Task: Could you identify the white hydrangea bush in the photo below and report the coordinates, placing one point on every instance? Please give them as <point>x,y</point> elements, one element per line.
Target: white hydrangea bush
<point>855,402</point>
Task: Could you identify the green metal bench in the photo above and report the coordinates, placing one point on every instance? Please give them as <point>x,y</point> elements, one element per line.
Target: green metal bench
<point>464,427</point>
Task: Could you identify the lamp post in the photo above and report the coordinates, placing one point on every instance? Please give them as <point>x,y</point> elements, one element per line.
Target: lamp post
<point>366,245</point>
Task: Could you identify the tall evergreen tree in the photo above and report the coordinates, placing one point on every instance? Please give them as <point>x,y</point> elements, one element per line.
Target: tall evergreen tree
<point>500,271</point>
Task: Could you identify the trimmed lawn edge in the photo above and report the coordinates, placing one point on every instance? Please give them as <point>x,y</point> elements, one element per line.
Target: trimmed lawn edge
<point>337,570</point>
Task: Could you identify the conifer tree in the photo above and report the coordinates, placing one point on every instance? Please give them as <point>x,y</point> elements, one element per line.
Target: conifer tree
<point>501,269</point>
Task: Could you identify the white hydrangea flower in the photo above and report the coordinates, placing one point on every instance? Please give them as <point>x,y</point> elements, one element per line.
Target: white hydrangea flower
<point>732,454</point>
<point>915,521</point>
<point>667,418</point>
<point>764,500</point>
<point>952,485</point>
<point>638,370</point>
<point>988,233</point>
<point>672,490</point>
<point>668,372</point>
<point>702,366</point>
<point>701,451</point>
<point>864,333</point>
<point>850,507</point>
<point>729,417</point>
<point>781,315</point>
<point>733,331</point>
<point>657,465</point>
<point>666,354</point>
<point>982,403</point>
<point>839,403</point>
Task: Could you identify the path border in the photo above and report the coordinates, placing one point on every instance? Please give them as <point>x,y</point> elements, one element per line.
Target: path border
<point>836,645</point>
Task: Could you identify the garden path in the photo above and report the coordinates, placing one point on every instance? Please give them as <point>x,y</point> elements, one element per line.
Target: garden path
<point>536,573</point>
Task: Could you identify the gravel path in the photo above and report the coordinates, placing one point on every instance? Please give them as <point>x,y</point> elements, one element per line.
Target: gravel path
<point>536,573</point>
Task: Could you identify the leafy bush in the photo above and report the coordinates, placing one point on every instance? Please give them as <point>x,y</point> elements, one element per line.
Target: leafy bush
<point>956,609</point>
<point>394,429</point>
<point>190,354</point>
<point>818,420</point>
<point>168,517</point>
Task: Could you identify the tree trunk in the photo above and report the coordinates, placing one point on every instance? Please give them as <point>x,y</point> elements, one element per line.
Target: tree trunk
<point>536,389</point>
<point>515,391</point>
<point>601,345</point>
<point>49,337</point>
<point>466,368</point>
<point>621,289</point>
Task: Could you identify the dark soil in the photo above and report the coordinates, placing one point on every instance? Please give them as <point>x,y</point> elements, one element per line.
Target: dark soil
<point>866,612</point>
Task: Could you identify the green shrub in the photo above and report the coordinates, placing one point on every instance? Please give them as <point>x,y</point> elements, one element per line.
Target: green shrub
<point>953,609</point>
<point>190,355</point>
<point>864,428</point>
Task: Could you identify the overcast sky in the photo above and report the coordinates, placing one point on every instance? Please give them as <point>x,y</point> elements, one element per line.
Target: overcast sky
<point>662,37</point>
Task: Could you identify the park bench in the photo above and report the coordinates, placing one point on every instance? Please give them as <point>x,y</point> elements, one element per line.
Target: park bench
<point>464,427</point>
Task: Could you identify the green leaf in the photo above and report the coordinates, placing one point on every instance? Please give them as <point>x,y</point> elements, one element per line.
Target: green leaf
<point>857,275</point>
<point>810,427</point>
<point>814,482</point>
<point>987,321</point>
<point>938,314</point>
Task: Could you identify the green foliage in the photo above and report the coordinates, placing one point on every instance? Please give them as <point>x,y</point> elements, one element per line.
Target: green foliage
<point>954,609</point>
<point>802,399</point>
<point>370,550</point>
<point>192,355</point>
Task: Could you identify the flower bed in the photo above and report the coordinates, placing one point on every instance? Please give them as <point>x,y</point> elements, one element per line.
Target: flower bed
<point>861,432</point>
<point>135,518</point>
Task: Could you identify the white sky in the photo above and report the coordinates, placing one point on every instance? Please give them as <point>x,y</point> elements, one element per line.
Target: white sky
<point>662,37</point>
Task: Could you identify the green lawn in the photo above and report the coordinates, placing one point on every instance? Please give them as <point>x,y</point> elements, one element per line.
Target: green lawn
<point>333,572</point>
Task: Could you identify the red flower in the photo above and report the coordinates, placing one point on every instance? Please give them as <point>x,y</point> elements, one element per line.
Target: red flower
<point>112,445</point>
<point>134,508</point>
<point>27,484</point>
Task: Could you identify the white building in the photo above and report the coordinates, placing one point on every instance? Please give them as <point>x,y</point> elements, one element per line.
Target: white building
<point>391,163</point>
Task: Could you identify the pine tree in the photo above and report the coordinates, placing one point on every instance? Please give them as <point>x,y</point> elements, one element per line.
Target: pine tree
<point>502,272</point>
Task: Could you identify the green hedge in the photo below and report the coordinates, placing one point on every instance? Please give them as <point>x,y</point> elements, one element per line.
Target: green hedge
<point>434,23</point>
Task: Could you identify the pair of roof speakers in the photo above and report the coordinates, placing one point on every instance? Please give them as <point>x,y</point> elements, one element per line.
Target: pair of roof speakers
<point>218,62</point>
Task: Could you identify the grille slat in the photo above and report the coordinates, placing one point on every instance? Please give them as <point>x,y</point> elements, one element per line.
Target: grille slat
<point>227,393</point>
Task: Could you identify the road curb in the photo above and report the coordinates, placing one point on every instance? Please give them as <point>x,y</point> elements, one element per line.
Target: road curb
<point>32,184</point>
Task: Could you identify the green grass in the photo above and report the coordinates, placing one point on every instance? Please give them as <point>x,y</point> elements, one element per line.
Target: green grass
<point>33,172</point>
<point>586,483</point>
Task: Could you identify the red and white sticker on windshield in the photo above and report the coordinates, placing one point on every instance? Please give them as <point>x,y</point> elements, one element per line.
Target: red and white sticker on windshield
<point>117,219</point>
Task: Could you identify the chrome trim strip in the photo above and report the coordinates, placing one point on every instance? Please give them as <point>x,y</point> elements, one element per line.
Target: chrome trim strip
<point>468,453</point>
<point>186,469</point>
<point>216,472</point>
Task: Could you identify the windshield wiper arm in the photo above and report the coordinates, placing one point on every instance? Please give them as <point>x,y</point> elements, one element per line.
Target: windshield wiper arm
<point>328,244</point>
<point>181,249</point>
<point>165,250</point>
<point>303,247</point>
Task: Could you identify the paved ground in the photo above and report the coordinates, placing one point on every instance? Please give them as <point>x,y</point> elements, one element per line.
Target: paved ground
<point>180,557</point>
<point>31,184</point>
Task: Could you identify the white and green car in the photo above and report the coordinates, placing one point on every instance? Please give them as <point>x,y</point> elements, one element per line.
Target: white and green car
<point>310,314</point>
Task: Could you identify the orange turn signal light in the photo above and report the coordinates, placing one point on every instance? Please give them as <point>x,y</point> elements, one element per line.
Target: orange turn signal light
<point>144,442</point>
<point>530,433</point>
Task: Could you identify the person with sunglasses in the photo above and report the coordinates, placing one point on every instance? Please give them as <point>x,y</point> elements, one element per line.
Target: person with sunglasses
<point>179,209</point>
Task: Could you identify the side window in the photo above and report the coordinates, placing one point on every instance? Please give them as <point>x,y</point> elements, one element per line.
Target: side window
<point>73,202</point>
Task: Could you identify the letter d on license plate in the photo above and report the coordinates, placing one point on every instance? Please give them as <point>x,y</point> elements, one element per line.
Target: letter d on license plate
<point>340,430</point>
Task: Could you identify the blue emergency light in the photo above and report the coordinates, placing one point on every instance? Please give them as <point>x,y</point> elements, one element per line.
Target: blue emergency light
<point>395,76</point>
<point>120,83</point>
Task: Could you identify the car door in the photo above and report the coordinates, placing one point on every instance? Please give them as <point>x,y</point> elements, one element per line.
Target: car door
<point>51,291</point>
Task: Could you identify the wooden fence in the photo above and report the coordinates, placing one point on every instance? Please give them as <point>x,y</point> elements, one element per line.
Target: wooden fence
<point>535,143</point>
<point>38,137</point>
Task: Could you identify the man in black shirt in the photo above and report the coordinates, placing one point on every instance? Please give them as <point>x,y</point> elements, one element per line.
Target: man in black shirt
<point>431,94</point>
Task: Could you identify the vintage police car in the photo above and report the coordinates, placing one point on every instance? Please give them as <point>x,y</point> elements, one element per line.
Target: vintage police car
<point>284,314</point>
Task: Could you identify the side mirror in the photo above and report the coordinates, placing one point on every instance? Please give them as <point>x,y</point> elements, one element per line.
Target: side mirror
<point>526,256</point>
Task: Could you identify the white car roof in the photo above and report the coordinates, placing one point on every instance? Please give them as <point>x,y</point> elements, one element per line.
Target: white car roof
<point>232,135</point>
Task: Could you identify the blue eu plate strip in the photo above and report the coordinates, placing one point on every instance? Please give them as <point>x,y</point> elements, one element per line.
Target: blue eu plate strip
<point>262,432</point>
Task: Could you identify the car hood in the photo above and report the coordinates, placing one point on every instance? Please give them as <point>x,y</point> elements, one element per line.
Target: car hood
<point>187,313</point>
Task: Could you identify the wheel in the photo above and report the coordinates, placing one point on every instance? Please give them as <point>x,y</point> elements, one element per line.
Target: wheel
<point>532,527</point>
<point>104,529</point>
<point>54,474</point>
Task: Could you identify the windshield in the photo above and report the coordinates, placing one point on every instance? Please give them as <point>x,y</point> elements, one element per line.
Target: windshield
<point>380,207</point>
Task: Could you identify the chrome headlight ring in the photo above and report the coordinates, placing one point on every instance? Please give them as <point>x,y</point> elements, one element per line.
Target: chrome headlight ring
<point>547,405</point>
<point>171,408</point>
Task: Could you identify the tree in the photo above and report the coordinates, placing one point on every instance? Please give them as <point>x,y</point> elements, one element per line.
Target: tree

▸ **What the task requires**: Could you copy out, word for word, the stretch of rows above from the line containing "Task: Could you identify the side window" through the line containing "<point>51,291</point>", including both of those lines?

▸ **Reply to the task**:
Task: Could you identify the side window in the photo above and report the coordinates, placing one point on every instance? Please give them as <point>x,y</point> elements, one element per line.
Target: side window
<point>73,202</point>
Task: Could you identify the letter d on license plate in the photo above and report the coordinates, placing one point on every instance? Please give them as <point>x,y</point> elements, one element per line.
Target: letter d on license plate
<point>340,430</point>
Task: Could you identify the blue emergency light in the photo above and report the coordinates, placing one point on every instance? Please give them as <point>x,y</point> elements, one element per line.
Target: blue emergency light
<point>395,76</point>
<point>120,83</point>
Task: Could you identify the car door in the photo above and report the coordinates, placing one point on every instance? Please give them as <point>x,y</point> elements, one element per line.
Target: car door
<point>51,291</point>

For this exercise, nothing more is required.